• GIVEN REQUEST:
Which lines in the records contain the word "Please"? Copy each of those lines in full.

⁂

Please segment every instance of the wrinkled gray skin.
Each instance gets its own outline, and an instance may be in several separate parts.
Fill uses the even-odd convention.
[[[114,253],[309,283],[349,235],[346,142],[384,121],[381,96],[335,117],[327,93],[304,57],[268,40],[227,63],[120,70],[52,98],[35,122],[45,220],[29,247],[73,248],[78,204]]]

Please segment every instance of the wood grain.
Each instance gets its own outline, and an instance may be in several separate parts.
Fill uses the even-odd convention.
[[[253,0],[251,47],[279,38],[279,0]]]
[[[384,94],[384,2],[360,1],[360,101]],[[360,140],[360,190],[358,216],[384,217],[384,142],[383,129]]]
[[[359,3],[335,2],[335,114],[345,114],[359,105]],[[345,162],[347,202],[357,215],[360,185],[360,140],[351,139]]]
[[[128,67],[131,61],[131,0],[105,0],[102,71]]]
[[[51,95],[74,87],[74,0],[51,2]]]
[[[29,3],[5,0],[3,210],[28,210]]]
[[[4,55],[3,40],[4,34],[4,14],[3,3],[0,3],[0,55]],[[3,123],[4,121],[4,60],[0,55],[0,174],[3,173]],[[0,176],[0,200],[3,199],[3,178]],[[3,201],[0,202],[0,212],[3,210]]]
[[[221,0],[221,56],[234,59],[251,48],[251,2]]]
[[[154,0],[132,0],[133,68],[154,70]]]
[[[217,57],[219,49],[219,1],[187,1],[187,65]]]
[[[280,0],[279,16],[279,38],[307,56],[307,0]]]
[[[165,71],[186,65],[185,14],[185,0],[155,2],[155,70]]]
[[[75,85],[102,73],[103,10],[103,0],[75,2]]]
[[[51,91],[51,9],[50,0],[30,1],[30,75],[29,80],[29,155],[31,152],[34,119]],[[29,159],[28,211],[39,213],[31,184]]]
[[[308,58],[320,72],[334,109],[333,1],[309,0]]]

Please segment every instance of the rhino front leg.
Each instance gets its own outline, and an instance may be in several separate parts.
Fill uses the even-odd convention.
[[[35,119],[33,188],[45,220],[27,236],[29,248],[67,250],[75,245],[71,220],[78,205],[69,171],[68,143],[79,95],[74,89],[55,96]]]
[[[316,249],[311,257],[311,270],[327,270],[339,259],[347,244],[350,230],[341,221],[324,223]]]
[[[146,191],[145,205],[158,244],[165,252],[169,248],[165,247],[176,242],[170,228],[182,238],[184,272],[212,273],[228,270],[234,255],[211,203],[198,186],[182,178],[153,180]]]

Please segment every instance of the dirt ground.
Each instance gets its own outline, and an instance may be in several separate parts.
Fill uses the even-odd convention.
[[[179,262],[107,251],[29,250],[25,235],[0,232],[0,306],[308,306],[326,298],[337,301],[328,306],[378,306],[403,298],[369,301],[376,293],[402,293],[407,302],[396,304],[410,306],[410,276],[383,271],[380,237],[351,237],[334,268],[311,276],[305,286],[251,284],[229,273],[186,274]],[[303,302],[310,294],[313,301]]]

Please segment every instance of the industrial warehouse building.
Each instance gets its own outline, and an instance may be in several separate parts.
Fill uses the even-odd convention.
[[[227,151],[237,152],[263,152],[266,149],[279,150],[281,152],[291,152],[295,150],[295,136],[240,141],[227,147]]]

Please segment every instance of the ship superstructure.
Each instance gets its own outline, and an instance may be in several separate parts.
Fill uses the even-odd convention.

⁂

• RESPONSE:
Please segment every instance of the wrinkled gray skin.
Please segment every instance of the wood grain.
Please segment every instance of the rhino front leg.
Please segment every instance of the dirt ground.
Please segment every instance of the industrial warehouse building.
Please segment every instance of the ship superstructure.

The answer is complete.